**JOB**:
Write out, unchanged, the lines from the one holding "Field-scouting task: mark every instance of the yellow rose" to the close of the listing. Both the first and last lines belong in it.

** BEGIN **

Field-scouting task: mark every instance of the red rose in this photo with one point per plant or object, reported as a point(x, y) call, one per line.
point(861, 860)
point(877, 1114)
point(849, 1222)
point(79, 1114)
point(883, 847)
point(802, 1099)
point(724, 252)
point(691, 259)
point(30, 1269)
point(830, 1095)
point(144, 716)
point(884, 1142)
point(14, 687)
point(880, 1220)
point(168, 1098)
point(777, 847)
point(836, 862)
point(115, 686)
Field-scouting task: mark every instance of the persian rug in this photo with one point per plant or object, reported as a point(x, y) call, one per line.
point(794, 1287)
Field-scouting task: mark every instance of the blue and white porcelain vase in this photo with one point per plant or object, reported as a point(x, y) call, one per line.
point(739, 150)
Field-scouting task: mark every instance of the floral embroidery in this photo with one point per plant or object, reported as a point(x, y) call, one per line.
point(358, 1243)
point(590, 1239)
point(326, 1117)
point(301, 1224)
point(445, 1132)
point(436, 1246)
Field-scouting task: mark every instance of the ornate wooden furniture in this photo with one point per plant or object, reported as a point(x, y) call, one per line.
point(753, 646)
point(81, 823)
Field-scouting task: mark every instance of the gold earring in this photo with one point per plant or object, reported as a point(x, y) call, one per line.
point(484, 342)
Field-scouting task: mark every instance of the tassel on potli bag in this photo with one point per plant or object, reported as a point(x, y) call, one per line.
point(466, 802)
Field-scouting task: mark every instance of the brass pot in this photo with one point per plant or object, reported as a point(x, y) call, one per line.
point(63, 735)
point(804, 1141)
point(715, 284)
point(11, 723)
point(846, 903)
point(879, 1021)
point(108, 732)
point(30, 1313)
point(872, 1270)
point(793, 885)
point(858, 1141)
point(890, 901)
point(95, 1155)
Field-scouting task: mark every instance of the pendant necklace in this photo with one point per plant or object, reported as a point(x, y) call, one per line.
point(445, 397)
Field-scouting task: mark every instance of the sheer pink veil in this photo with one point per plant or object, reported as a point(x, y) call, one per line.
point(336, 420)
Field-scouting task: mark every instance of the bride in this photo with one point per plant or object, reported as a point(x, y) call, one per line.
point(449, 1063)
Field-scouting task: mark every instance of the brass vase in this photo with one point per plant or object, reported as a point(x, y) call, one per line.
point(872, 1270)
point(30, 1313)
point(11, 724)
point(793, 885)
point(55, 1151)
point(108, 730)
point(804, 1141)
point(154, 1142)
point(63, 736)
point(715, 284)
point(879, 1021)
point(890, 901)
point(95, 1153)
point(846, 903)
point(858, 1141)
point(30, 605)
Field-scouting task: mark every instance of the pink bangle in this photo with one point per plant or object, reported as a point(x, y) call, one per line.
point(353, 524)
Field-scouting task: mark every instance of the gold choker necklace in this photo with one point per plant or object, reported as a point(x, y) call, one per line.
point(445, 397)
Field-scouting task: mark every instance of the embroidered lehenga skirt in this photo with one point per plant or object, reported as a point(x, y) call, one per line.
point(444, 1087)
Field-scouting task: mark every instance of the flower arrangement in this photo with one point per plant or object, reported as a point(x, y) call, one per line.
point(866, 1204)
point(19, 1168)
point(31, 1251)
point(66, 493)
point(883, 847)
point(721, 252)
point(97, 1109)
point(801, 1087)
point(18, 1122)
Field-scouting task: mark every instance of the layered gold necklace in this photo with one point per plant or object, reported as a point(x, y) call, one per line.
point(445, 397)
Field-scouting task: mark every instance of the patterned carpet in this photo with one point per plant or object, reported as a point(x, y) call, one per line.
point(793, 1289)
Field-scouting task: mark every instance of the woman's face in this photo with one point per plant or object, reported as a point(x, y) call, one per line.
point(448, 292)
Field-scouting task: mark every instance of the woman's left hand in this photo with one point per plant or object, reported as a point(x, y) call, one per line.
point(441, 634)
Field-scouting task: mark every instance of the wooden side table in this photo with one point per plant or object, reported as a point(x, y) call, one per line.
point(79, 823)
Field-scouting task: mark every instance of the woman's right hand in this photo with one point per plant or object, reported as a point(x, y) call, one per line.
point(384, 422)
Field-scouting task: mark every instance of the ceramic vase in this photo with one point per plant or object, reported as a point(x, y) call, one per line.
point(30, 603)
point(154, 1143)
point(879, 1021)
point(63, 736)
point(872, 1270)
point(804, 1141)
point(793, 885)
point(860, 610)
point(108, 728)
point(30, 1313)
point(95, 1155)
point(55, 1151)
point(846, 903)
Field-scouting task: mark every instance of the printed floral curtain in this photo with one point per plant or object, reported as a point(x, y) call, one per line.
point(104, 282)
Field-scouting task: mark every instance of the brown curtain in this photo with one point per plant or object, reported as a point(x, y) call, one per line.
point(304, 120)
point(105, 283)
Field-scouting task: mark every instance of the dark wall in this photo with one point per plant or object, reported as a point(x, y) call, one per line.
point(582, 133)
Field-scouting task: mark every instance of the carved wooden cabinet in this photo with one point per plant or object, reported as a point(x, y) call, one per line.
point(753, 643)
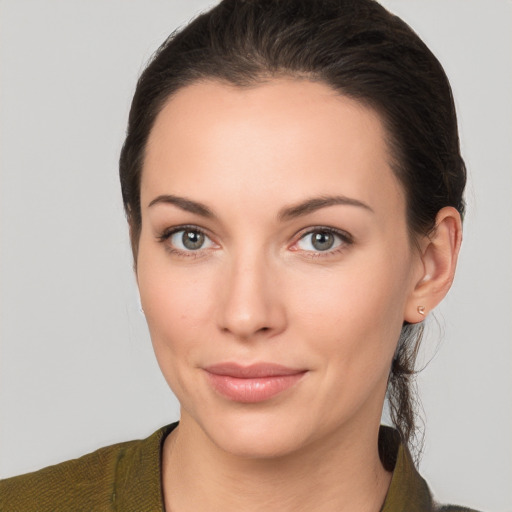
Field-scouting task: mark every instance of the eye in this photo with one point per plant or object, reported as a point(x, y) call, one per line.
point(187, 239)
point(322, 240)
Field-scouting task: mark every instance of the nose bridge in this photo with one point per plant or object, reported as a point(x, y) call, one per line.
point(251, 304)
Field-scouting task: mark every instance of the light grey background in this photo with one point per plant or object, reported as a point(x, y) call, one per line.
point(77, 370)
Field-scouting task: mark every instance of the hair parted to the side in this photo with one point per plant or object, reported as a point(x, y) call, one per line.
point(359, 49)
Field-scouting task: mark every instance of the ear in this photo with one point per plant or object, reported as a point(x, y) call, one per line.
point(438, 258)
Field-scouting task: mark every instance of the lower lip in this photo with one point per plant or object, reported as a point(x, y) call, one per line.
point(252, 390)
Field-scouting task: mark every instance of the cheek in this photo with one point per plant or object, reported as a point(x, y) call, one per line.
point(177, 300)
point(356, 314)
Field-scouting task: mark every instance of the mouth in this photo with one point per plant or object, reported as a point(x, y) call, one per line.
point(254, 383)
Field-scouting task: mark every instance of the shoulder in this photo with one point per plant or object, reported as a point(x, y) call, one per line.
point(408, 491)
point(96, 481)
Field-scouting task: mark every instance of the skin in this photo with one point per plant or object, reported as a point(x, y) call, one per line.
point(258, 290)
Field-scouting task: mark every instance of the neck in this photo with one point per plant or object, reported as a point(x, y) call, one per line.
point(347, 476)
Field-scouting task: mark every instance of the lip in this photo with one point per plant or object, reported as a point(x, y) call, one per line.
point(253, 383)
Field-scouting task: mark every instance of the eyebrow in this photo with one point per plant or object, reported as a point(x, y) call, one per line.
point(287, 213)
point(185, 204)
point(316, 203)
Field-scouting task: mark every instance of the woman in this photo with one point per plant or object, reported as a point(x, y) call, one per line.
point(293, 186)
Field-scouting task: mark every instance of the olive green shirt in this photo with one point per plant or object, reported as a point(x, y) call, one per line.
point(126, 477)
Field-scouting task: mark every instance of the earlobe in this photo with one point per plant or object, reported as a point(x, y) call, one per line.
point(439, 254)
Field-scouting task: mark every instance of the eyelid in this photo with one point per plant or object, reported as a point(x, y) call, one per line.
point(345, 237)
point(167, 233)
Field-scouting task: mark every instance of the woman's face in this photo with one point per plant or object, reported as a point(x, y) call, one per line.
point(274, 263)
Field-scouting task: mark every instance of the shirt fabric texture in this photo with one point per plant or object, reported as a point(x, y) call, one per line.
point(126, 477)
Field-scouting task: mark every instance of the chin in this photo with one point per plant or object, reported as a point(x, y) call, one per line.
point(257, 434)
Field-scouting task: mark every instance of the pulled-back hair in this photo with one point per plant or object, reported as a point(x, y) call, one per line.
point(360, 50)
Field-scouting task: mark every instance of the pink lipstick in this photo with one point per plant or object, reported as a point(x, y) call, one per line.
point(254, 383)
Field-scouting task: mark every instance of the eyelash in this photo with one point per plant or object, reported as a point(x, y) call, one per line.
point(167, 234)
point(346, 240)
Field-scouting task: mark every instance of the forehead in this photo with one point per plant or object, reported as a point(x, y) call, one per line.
point(278, 139)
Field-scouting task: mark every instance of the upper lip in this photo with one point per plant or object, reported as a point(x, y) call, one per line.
point(252, 371)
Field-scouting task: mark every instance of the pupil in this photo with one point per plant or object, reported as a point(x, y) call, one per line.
point(192, 239)
point(322, 241)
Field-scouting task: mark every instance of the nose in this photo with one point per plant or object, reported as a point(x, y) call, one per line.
point(251, 303)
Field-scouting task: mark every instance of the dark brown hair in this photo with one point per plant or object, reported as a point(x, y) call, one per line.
point(359, 49)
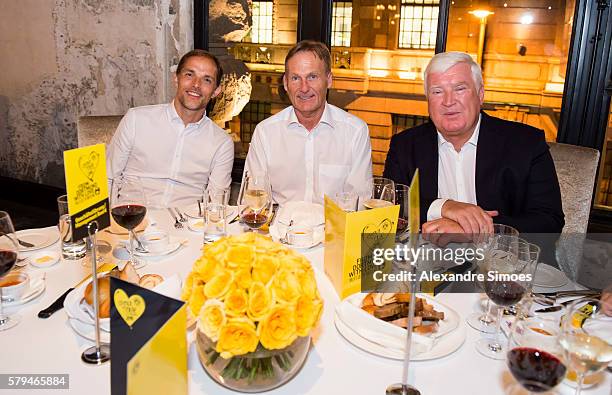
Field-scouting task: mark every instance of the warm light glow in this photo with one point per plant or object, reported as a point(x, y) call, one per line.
point(378, 73)
point(527, 19)
point(482, 14)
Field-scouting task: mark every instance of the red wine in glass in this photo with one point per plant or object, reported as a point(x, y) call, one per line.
point(254, 220)
point(7, 261)
point(536, 370)
point(504, 293)
point(129, 216)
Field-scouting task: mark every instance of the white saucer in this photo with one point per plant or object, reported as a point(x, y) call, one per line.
point(44, 259)
point(41, 238)
point(549, 277)
point(37, 287)
point(88, 331)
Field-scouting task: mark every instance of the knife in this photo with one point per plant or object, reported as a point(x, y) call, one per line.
point(59, 302)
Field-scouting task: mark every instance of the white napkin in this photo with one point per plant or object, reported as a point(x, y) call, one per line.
point(377, 330)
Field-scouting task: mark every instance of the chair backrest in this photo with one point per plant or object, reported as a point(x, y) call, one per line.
point(576, 168)
point(96, 129)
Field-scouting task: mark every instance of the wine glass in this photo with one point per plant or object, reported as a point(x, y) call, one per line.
point(586, 338)
point(8, 256)
point(255, 200)
point(128, 207)
point(535, 356)
point(383, 193)
point(506, 282)
point(484, 322)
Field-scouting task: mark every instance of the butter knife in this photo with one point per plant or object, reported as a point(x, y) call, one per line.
point(59, 302)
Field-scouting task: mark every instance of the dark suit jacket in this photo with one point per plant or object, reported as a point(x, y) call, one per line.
point(515, 174)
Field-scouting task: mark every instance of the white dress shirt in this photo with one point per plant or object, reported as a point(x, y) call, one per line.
point(335, 156)
point(175, 162)
point(456, 173)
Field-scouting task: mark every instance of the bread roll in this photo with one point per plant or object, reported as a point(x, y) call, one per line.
point(104, 299)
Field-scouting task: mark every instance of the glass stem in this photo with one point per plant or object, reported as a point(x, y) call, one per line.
point(579, 383)
point(496, 344)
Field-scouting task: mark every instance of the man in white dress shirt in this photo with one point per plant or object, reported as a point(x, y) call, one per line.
point(311, 148)
point(174, 148)
point(475, 169)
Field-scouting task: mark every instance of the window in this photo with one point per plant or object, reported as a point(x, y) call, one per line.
point(342, 14)
point(405, 121)
point(253, 113)
point(418, 24)
point(262, 22)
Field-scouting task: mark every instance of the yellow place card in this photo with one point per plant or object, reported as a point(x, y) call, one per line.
point(87, 188)
point(345, 255)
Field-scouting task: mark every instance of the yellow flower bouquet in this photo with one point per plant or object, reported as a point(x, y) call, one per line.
point(256, 302)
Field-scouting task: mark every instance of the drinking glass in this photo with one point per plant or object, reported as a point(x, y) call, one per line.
point(485, 322)
point(8, 256)
point(128, 207)
point(70, 249)
point(535, 356)
point(586, 338)
point(506, 282)
point(403, 199)
point(383, 193)
point(255, 200)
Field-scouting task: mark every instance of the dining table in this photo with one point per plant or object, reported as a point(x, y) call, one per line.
point(333, 365)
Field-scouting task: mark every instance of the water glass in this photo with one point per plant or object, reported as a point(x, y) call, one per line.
point(70, 249)
point(215, 223)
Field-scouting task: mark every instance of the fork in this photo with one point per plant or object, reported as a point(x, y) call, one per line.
point(177, 224)
point(182, 219)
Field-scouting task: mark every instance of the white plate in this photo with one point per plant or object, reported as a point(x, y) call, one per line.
point(277, 231)
point(41, 238)
point(445, 345)
point(44, 259)
point(76, 311)
point(549, 277)
point(88, 331)
point(192, 212)
point(37, 287)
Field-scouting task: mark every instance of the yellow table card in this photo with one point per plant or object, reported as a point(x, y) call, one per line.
point(87, 188)
point(345, 254)
point(148, 342)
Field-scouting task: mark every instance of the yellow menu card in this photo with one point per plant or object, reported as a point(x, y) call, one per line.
point(345, 254)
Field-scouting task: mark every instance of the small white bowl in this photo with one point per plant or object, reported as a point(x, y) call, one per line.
point(14, 285)
point(155, 240)
point(44, 259)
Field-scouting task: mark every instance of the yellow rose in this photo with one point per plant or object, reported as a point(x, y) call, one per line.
point(219, 285)
point(207, 268)
point(260, 301)
point(196, 299)
point(243, 278)
point(237, 337)
point(307, 314)
point(236, 302)
point(212, 318)
point(285, 286)
point(278, 329)
point(264, 268)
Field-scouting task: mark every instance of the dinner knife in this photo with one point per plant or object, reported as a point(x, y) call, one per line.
point(59, 302)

** END **

**WRITTEN ANSWER**:
Field-scouting task: mark every instance of the yellow rose in this photo with one point per plant or object, reported as a point(x, y) call, one per line.
point(219, 285)
point(207, 268)
point(260, 301)
point(196, 299)
point(243, 278)
point(237, 337)
point(307, 314)
point(236, 302)
point(212, 318)
point(285, 286)
point(278, 329)
point(264, 268)
Field-scouting task: mark every instance of the dinner knife in this photo with one point per plant or object, reported as a point(x, y) call, one per line.
point(59, 302)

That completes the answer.